## What you should do
Whenever the word "below" shows up in a line of the data, copy that line.

*** Source data ***

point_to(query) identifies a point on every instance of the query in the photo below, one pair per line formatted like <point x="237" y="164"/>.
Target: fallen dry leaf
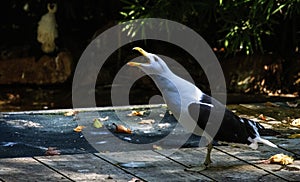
<point x="97" y="123"/>
<point x="296" y="122"/>
<point x="78" y="128"/>
<point x="292" y="104"/>
<point x="104" y="119"/>
<point x="135" y="180"/>
<point x="161" y="115"/>
<point x="136" y="113"/>
<point x="71" y="113"/>
<point x="147" y="121"/>
<point x="122" y="129"/>
<point x="281" y="159"/>
<point x="52" y="151"/>
<point x="156" y="147"/>
<point x="262" y="117"/>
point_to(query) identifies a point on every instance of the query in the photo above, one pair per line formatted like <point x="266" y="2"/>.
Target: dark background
<point x="257" y="44"/>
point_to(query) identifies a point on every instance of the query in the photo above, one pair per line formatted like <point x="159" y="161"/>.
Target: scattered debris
<point x="147" y="121"/>
<point x="97" y="123"/>
<point x="161" y="115"/>
<point x="262" y="117"/>
<point x="52" y="151"/>
<point x="281" y="159"/>
<point x="296" y="122"/>
<point x="104" y="119"/>
<point x="164" y="125"/>
<point x="78" y="128"/>
<point x="135" y="180"/>
<point x="136" y="113"/>
<point x="156" y="147"/>
<point x="122" y="129"/>
<point x="71" y="113"/>
<point x="292" y="104"/>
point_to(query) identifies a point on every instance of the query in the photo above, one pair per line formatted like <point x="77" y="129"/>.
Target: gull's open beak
<point x="142" y="51"/>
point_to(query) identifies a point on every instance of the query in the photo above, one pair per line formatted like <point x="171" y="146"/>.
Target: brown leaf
<point x="122" y="129"/>
<point x="292" y="104"/>
<point x="271" y="104"/>
<point x="78" y="128"/>
<point x="135" y="180"/>
<point x="293" y="136"/>
<point x="262" y="117"/>
<point x="52" y="151"/>
<point x="136" y="113"/>
<point x="71" y="113"/>
<point x="296" y="122"/>
<point x="147" y="121"/>
<point x="281" y="159"/>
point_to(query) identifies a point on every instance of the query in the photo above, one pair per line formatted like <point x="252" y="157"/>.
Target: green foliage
<point x="237" y="25"/>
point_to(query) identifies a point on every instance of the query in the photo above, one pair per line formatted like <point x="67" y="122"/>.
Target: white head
<point x="154" y="64"/>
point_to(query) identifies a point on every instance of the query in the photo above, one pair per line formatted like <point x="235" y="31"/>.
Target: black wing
<point x="232" y="128"/>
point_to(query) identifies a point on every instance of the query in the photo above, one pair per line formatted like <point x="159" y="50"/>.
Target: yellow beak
<point x="142" y="51"/>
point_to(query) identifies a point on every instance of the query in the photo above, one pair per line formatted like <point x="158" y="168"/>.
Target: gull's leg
<point x="206" y="163"/>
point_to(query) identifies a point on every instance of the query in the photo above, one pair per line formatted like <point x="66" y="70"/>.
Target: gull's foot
<point x="200" y="168"/>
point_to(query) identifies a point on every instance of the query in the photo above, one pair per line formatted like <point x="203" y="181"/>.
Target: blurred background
<point x="256" y="42"/>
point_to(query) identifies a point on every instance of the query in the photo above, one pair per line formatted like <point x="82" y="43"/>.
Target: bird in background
<point x="192" y="108"/>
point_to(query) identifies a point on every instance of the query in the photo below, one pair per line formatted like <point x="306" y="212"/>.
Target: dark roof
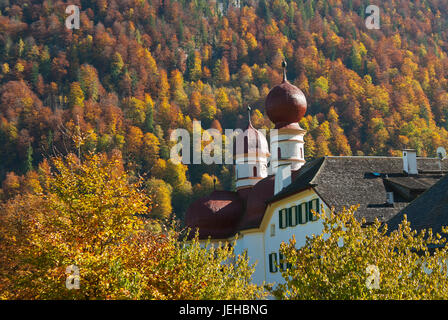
<point x="430" y="210"/>
<point x="345" y="181"/>
<point x="339" y="181"/>
<point x="256" y="203"/>
<point x="215" y="215"/>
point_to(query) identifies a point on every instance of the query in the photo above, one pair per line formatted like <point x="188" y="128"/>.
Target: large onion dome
<point x="285" y="103"/>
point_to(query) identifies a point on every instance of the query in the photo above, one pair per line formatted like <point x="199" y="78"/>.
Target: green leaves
<point x="337" y="263"/>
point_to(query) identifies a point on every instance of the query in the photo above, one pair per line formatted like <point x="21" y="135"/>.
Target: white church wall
<point x="274" y="236"/>
<point x="253" y="243"/>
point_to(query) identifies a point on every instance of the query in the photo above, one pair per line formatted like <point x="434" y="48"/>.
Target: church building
<point x="277" y="190"/>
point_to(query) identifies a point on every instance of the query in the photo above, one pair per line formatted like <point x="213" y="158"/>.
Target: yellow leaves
<point x="322" y="269"/>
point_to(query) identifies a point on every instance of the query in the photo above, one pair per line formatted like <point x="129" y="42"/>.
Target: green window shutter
<point x="304" y="212"/>
<point x="317" y="205"/>
<point x="297" y="214"/>
<point x="313" y="205"/>
<point x="273" y="262"/>
<point x="282" y="216"/>
<point x="293" y="216"/>
<point x="289" y="210"/>
<point x="281" y="262"/>
<point x="310" y="214"/>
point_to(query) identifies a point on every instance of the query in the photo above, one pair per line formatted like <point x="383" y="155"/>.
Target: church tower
<point x="251" y="157"/>
<point x="285" y="106"/>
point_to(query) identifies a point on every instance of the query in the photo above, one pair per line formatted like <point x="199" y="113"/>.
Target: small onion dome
<point x="251" y="142"/>
<point x="285" y="103"/>
<point x="216" y="215"/>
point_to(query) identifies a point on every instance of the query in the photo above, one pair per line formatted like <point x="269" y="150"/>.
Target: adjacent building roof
<point x="345" y="181"/>
<point x="430" y="210"/>
<point x="339" y="181"/>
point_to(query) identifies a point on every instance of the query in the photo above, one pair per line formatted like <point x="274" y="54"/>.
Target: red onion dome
<point x="285" y="103"/>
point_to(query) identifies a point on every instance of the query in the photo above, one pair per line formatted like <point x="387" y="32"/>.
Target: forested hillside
<point x="137" y="69"/>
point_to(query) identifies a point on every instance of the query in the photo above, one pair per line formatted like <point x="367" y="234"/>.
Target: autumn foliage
<point x="136" y="70"/>
<point x="93" y="215"/>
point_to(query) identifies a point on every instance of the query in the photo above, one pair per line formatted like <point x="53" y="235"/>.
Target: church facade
<point x="278" y="192"/>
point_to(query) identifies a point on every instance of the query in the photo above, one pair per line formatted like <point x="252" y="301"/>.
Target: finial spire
<point x="284" y="65"/>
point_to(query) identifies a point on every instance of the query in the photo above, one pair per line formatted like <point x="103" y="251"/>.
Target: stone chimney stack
<point x="410" y="161"/>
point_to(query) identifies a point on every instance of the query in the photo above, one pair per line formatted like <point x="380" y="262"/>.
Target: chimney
<point x="390" y="198"/>
<point x="282" y="178"/>
<point x="410" y="161"/>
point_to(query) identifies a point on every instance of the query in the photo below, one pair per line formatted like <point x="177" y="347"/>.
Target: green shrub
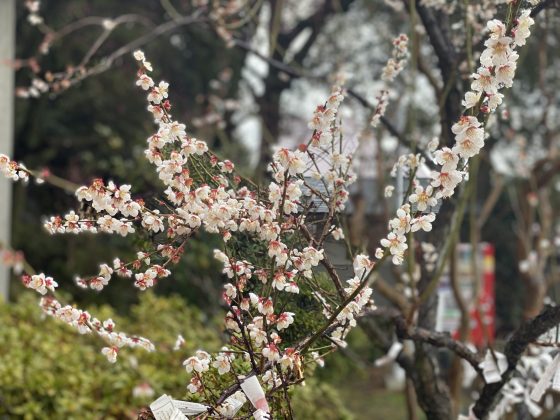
<point x="48" y="371"/>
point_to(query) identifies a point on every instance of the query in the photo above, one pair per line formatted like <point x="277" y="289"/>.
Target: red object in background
<point x="483" y="315"/>
<point x="482" y="307"/>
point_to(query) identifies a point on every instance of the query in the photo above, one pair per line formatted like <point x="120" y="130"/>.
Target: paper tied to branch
<point x="253" y="389"/>
<point x="166" y="408"/>
<point x="261" y="415"/>
<point x="493" y="366"/>
<point x="232" y="405"/>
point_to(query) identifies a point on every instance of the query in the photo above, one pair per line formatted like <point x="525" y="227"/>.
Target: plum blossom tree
<point x="271" y="247"/>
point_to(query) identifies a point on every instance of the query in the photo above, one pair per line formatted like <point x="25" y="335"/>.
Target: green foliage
<point x="47" y="370"/>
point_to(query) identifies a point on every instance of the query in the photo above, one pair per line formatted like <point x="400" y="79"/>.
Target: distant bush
<point x="47" y="373"/>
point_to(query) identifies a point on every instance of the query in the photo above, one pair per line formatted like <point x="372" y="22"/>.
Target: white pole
<point x="7" y="45"/>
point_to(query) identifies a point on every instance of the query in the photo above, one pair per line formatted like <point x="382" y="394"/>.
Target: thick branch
<point x="515" y="347"/>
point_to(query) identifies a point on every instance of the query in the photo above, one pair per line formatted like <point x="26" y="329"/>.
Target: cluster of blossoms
<point x="12" y="169"/>
<point x="13" y="259"/>
<point x="204" y="192"/>
<point x="392" y="69"/>
<point x="498" y="64"/>
<point x="82" y="320"/>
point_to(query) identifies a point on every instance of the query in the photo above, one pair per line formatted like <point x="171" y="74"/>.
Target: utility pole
<point x="7" y="47"/>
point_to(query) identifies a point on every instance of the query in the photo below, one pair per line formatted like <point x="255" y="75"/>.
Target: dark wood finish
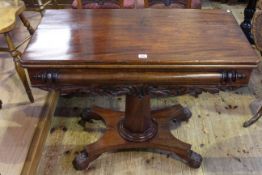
<point x="164" y="140"/>
<point x="248" y="15"/>
<point x="104" y="37"/>
<point x="138" y="53"/>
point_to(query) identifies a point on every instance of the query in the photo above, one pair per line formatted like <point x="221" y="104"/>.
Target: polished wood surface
<point x="128" y="51"/>
<point x="180" y="37"/>
<point x="9" y="10"/>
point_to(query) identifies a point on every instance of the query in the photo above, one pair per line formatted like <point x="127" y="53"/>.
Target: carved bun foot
<point x="81" y="161"/>
<point x="195" y="160"/>
<point x="121" y="136"/>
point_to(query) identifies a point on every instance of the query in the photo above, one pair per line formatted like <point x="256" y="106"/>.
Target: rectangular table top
<point x="138" y="37"/>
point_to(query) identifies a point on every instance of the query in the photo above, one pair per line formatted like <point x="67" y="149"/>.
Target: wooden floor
<point x="18" y="117"/>
<point x="215" y="129"/>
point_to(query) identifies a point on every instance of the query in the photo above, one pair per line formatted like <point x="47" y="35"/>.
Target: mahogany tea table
<point x="140" y="54"/>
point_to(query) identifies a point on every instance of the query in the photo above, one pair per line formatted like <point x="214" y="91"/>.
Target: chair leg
<point x="26" y="24"/>
<point x="21" y="72"/>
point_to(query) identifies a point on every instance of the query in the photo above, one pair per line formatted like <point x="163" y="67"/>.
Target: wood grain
<point x="88" y="37"/>
<point x="8" y="12"/>
<point x="213" y="130"/>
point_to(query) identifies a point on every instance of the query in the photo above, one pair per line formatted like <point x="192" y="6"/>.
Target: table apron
<point x="45" y="77"/>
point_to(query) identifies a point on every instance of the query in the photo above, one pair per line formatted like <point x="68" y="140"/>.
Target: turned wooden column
<point x="138" y="125"/>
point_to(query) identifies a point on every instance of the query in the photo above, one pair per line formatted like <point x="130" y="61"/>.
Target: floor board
<point x="18" y="117"/>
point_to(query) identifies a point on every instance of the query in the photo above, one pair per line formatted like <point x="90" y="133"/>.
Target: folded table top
<point x="151" y="37"/>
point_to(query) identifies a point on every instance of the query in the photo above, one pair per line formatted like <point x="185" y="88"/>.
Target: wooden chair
<point x="9" y="11"/>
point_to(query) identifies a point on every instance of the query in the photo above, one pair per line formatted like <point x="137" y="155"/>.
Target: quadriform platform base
<point x="138" y="127"/>
<point x="138" y="53"/>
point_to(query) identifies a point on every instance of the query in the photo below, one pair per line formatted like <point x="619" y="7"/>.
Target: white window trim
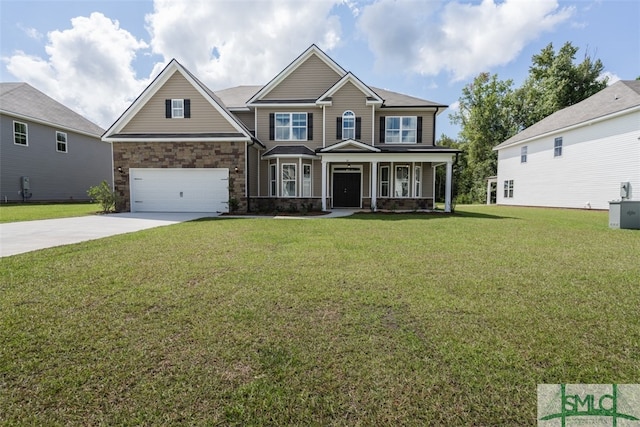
<point x="352" y="130"/>
<point x="386" y="129"/>
<point x="388" y="181"/>
<point x="66" y="150"/>
<point x="305" y="180"/>
<point x="396" y="181"/>
<point x="26" y="134"/>
<point x="295" y="179"/>
<point x="291" y="127"/>
<point x="175" y="109"/>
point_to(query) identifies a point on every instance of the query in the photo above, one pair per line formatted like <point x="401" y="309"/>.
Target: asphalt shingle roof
<point x="24" y="100"/>
<point x="618" y="97"/>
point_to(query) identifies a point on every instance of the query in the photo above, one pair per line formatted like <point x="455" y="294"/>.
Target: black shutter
<point x="187" y="108"/>
<point x="272" y="126"/>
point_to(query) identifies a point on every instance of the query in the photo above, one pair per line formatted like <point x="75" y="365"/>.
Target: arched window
<point x="348" y="125"/>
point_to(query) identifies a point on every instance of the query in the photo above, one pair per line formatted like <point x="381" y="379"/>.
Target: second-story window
<point x="291" y="126"/>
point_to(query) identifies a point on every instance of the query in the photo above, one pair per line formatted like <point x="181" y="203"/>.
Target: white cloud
<point x="88" y="68"/>
<point x="459" y="38"/>
<point x="245" y="42"/>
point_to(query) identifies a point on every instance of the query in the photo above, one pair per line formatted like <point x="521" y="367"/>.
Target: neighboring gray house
<point x="47" y="151"/>
<point x="578" y="157"/>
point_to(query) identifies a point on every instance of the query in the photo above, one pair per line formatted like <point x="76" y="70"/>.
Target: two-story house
<point x="48" y="152"/>
<point x="315" y="135"/>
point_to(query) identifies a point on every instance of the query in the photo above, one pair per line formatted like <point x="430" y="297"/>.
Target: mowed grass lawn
<point x="367" y="320"/>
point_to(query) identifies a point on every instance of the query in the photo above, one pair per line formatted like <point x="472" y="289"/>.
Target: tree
<point x="486" y="118"/>
<point x="555" y="82"/>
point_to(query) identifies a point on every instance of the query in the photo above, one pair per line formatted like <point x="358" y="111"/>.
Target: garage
<point x="179" y="190"/>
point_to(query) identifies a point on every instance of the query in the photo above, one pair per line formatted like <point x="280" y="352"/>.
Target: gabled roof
<point x="620" y="97"/>
<point x="312" y="50"/>
<point x="372" y="97"/>
<point x="349" y="144"/>
<point x="26" y="102"/>
<point x="171" y="68"/>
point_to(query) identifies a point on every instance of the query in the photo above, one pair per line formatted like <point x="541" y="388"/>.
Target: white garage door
<point x="179" y="190"/>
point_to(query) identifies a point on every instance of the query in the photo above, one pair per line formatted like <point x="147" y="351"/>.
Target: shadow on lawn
<point x="401" y="216"/>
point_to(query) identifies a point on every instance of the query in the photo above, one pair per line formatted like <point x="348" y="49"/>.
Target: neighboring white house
<point x="577" y="157"/>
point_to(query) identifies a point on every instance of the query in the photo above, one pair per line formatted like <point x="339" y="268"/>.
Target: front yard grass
<point x="35" y="211"/>
<point x="367" y="320"/>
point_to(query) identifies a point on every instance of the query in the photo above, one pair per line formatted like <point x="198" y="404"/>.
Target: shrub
<point x="104" y="195"/>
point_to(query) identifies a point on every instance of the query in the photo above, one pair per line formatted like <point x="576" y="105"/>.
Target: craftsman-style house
<point x="315" y="136"/>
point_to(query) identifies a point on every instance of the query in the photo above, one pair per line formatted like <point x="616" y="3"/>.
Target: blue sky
<point x="97" y="56"/>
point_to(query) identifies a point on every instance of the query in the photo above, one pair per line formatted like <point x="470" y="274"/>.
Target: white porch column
<point x="324" y="185"/>
<point x="447" y="191"/>
<point x="374" y="185"/>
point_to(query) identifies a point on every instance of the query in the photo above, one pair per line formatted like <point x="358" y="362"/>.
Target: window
<point x="291" y="126"/>
<point x="306" y="180"/>
<point x="177" y="108"/>
<point x="20" y="133"/>
<point x="289" y="180"/>
<point x="61" y="142"/>
<point x="384" y="181"/>
<point x="557" y="147"/>
<point x="348" y="125"/>
<point x="273" y="188"/>
<point x="401" y="129"/>
<point x="508" y="189"/>
<point x="402" y="181"/>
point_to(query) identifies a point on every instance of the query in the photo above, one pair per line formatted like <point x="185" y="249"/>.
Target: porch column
<point x="324" y="185"/>
<point x="374" y="185"/>
<point x="447" y="191"/>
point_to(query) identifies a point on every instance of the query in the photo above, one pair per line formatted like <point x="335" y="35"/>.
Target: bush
<point x="104" y="195"/>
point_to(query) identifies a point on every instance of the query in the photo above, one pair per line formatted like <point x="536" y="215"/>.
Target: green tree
<point x="556" y="82"/>
<point x="486" y="118"/>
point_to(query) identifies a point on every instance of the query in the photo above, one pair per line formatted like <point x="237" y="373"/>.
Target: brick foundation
<point x="133" y="154"/>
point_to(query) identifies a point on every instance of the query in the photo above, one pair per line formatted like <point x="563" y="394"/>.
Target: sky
<point x="96" y="57"/>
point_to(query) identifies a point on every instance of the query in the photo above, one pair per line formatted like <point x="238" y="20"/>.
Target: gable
<point x="205" y="118"/>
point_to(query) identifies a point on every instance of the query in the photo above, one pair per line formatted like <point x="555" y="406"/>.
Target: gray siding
<point x="53" y="175"/>
<point x="311" y="79"/>
<point x="204" y="117"/>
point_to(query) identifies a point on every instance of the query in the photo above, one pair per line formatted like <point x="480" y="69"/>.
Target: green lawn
<point x="368" y="320"/>
<point x="33" y="211"/>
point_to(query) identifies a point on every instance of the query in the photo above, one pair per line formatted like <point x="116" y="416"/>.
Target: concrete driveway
<point x="27" y="236"/>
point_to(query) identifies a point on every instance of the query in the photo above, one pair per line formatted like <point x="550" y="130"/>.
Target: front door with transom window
<point x="346" y="189"/>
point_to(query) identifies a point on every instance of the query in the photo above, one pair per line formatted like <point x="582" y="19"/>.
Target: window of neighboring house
<point x="348" y="125"/>
<point x="401" y="129"/>
<point x="291" y="126"/>
<point x="177" y="108"/>
<point x="20" y="133"/>
<point x="384" y="181"/>
<point x="306" y="180"/>
<point x="289" y="180"/>
<point x="402" y="181"/>
<point x="557" y="147"/>
<point x="273" y="187"/>
<point x="508" y="189"/>
<point x="61" y="142"/>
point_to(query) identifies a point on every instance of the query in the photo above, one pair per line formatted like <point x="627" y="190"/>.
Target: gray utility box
<point x="624" y="214"/>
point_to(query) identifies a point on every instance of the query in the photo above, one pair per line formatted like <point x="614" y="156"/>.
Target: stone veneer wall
<point x="179" y="155"/>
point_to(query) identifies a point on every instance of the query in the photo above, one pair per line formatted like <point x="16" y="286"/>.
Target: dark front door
<point x="346" y="190"/>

***

## Reply
point_to(query) identifies a point on every instance of the query in the photo below, one pair per line formatted like <point x="237" y="164"/>.
point_to(query) identifies a point on every instance of the query in the photo below, one pair per line formatted like <point x="306" y="212"/>.
point_to(query) identifies a point on every instance of the query in the photo below, one pair per line formatted like <point x="177" y="347"/>.
point_to(query) identifies a point on every instance of the query in the photo below, one pair per line formatted like <point x="255" y="75"/>.
point_to(query) identifies a point on every instance of the query in the photo below, one pair per line formatted like <point x="619" y="7"/>.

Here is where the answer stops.